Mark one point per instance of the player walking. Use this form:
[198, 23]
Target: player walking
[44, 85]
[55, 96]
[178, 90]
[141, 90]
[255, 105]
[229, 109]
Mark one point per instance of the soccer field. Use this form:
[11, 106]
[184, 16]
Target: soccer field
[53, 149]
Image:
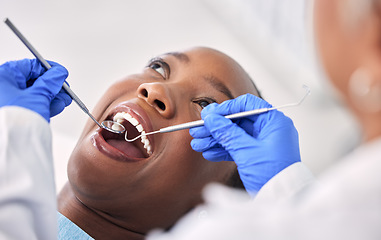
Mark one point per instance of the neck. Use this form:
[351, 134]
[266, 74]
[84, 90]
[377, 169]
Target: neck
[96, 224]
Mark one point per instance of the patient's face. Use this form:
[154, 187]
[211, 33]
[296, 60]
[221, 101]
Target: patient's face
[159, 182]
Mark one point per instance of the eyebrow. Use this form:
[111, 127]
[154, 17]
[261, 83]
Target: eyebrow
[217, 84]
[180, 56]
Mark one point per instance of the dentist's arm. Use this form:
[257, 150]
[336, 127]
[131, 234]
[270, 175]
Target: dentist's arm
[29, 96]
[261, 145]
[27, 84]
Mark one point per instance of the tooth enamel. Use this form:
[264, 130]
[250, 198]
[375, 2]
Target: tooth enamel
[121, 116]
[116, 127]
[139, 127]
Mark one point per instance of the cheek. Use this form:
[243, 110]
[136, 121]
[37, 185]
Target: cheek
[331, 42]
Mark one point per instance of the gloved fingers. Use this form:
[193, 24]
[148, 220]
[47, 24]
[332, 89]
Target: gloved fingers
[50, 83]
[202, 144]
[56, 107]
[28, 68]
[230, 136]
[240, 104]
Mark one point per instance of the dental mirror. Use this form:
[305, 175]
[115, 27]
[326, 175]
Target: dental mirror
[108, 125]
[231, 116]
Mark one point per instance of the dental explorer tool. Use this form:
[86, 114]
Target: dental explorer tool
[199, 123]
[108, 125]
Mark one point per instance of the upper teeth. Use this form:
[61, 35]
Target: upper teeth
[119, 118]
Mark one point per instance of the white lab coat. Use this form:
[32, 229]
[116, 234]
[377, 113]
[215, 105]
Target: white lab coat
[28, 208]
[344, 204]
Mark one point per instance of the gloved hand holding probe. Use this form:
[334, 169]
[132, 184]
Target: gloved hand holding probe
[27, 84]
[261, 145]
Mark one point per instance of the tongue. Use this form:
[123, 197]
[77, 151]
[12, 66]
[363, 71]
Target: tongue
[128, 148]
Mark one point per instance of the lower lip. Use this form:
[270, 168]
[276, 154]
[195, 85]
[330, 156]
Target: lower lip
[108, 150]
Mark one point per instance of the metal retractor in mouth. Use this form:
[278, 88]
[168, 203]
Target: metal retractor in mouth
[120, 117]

---

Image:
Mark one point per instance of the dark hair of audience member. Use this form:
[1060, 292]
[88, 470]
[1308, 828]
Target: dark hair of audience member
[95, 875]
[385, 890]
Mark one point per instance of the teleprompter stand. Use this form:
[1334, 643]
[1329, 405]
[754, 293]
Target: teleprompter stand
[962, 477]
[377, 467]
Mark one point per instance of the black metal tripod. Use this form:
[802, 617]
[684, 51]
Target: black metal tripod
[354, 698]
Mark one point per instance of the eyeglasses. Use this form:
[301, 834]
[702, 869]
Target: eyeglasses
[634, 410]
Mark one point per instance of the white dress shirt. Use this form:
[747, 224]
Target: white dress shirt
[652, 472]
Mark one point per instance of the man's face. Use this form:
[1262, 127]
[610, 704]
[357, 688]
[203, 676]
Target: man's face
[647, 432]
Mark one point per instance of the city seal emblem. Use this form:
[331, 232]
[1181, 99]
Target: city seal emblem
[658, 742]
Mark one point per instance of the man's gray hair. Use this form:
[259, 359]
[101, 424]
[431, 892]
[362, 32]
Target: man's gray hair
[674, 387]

Exercise aim.
From the listing above, restate verbatim the lines running from the one with "Mark one point per instance of the player" through the one with "Mark one point per instance of the eyebrow.", inclusive, but not the pictures.

Written answer.
Mark one point per instance of the player walking. Use this form:
[198, 23]
Target: player walking
[44, 85]
[55, 96]
[178, 90]
[141, 90]
[255, 105]
[229, 109]
Mark one point per instance of the soccer field. Use this form:
[11, 106]
[184, 16]
Target: soccer field
[53, 149]
Image:
Mark one point per instance of the neck. Use this form:
[351, 134]
[266, 74]
[84, 90]
[377, 169]
Target: neck
[96, 224]
Mark one point per instance of the patient's face. Use this form:
[154, 187]
[211, 33]
[296, 60]
[221, 101]
Target: patient's face
[159, 182]
Mark one point per instance of the eyebrow. Use this form:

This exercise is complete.